• [Data under study]
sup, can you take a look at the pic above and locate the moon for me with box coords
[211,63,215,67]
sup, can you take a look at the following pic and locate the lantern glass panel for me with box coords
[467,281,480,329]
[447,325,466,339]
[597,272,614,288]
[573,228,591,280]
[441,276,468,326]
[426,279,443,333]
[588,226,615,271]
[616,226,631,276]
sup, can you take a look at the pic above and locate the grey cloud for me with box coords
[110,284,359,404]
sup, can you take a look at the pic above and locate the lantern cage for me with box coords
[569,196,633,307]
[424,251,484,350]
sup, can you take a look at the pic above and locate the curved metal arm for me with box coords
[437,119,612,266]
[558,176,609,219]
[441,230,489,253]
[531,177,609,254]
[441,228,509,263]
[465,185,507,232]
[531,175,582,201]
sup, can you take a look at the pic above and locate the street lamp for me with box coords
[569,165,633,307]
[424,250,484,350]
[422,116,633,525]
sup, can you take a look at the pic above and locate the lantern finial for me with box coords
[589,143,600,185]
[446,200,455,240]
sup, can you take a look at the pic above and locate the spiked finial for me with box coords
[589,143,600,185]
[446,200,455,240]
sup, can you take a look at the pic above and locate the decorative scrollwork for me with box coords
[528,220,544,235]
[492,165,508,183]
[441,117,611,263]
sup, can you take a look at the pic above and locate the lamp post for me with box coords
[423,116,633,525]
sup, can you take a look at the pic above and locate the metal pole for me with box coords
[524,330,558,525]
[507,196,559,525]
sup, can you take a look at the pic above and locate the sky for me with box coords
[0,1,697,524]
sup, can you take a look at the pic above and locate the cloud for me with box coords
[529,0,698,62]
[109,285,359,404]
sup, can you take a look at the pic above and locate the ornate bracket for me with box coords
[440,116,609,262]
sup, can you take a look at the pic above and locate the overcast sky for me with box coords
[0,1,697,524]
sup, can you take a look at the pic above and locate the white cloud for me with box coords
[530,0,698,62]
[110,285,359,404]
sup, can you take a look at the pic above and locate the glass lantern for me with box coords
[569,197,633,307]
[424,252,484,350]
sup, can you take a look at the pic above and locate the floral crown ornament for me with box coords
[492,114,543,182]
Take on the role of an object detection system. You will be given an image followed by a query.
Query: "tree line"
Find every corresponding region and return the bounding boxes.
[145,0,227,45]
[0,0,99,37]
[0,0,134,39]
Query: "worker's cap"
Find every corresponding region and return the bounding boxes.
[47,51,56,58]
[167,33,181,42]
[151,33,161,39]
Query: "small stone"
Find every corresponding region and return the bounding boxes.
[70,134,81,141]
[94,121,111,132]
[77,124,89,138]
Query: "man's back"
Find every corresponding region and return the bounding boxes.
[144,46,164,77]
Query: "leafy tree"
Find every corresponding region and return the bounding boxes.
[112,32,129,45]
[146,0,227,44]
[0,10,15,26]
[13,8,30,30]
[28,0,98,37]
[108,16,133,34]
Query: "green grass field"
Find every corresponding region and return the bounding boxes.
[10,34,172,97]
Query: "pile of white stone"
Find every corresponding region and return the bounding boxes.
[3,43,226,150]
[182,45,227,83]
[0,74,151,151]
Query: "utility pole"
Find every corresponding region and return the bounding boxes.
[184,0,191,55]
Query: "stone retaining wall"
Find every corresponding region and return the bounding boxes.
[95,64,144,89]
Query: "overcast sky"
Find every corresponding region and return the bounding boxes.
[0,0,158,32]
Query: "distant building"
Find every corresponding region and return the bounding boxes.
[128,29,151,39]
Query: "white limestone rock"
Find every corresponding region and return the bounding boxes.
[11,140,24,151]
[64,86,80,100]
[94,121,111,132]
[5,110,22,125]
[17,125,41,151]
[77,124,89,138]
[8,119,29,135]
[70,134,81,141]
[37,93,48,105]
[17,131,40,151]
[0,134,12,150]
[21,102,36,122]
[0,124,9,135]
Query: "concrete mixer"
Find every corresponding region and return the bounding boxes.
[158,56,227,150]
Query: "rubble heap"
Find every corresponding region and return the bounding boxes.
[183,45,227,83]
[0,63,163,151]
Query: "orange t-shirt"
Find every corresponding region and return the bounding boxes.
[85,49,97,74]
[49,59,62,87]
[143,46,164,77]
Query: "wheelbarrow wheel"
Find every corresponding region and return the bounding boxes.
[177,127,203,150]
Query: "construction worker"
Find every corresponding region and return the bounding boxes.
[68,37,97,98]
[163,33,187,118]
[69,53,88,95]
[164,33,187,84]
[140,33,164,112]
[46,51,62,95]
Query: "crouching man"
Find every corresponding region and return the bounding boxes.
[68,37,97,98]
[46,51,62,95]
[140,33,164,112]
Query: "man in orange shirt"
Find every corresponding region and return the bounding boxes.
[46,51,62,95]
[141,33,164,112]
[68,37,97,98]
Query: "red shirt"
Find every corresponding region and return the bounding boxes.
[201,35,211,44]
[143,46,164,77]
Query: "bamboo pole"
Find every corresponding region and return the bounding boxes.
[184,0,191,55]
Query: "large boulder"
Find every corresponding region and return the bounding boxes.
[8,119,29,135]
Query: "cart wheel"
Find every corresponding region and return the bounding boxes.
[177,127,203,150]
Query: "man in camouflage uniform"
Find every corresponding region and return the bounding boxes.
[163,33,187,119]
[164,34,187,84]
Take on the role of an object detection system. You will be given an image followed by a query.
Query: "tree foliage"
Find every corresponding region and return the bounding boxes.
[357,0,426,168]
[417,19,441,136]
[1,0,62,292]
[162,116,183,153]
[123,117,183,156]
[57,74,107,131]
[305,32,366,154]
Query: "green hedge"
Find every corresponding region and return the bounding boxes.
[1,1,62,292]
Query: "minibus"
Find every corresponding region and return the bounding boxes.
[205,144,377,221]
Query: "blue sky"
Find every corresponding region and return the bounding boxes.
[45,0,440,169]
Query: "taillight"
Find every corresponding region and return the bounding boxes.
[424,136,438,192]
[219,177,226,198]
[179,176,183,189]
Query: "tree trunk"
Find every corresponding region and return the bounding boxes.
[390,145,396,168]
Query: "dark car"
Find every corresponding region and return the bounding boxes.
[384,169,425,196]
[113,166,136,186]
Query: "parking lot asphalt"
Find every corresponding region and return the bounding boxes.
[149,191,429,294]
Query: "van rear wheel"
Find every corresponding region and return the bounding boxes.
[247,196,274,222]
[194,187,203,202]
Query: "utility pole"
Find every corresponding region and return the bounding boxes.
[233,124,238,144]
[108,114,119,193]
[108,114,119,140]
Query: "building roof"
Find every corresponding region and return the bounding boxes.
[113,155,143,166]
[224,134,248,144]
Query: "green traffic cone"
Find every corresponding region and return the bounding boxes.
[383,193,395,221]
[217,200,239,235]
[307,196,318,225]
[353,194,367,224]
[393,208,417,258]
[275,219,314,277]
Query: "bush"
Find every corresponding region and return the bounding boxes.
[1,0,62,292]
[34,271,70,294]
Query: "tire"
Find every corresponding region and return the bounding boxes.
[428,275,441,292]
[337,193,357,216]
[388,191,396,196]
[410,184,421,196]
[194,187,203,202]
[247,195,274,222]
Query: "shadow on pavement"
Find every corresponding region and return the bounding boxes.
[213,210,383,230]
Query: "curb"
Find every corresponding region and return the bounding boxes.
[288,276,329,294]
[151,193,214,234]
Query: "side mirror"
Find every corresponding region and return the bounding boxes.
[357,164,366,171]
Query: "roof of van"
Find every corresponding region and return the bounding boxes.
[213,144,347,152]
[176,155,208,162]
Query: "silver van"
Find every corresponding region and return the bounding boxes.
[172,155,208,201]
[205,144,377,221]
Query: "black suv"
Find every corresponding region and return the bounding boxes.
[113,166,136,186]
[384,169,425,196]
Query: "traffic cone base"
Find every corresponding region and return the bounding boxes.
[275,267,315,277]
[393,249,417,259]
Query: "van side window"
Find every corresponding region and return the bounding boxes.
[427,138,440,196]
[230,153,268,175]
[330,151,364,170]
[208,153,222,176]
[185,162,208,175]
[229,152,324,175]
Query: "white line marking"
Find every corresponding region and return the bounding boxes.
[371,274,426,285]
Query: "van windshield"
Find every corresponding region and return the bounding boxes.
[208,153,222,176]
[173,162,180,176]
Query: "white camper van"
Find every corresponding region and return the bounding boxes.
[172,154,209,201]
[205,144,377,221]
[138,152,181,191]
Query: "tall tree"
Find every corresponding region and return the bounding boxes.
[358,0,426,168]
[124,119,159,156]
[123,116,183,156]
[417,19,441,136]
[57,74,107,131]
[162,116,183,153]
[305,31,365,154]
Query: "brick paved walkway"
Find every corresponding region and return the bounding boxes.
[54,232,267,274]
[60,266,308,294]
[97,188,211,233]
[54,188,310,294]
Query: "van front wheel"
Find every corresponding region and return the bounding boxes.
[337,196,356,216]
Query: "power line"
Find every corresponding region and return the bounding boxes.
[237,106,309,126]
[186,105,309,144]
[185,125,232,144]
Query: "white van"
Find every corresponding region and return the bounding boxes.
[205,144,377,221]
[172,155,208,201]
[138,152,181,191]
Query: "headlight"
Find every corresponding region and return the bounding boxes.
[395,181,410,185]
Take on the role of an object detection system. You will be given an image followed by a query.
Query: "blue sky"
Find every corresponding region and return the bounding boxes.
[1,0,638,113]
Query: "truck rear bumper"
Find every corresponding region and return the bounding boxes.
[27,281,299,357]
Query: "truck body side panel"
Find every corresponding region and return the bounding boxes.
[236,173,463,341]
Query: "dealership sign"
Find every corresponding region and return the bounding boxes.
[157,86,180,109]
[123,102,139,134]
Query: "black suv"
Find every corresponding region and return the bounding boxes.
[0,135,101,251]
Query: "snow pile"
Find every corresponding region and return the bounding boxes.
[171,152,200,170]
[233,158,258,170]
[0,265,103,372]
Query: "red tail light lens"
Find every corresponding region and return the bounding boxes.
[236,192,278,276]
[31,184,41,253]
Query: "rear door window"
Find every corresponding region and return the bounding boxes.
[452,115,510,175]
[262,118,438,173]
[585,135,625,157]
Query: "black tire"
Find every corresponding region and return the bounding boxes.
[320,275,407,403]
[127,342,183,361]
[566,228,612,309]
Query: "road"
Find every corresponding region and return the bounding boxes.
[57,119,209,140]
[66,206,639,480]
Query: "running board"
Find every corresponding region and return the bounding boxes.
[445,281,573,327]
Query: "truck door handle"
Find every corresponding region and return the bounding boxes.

• [Requirement] Each line that mentions the string "pile" must be copied from the listing.

• [Output of the exercise]
Query: "pile of white stone"
Query: "snow pile"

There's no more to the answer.